-- BEGIN Task inputs --
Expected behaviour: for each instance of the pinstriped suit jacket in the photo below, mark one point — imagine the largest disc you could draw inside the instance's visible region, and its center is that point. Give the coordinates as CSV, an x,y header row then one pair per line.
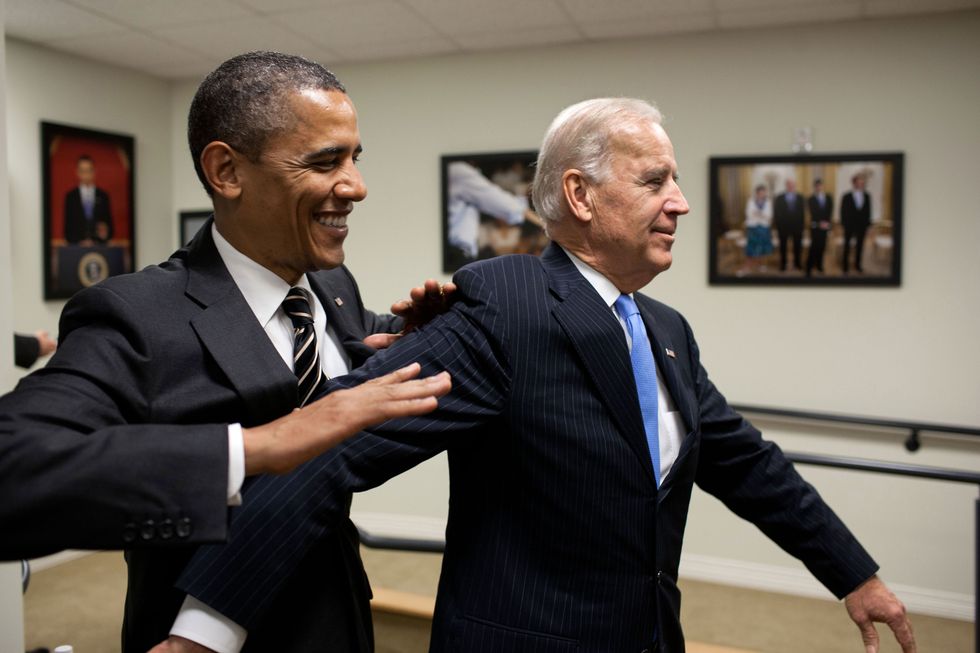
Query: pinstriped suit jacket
x,y
558,538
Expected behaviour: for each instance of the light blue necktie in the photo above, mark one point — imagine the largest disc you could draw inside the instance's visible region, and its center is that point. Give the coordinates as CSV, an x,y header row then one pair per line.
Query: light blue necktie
x,y
645,375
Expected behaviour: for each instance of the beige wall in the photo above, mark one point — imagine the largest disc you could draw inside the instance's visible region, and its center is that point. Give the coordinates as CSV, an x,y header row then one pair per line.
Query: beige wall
x,y
50,86
11,603
907,353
-- END Task inputs --
Objective: Can you turn every line of the records above into a JSON list of strings, one string per line, skipping blank lines and leaving out the pictures?

Solution to this problem:
[
  "Expected behaviour: for each instance of the pinstriped suit jacket in the photo below, mark one point — imagine the largest disc you could draw inside the instance's visible region, and its center is that point. Give the coordinates as CSV, an x,y header row then one pair per line.",
  "Query: pinstriped suit jacket",
  "x,y",
  "558,538",
  "Expected behaviour: for each instance of the light blue necktie in the photo above, mark one point — imagine the largest disc you could draw inside the instance's visible region, and its center is that point. Give the coordinates as CSV, an x,y header row then one pair per line.",
  "Query: light blue necktie",
  "x,y",
  "645,375",
  "Expected behaviour: for each instance of the beige wall in the photo above, mark one point — imagine the largest disc you could draw inside the instance's visible region, and its center is that point. Give the coordinates as CSV, an x,y header row then one pair per line.",
  "Query: beige wall",
  "x,y",
  "50,86",
  "11,603",
  "907,353"
]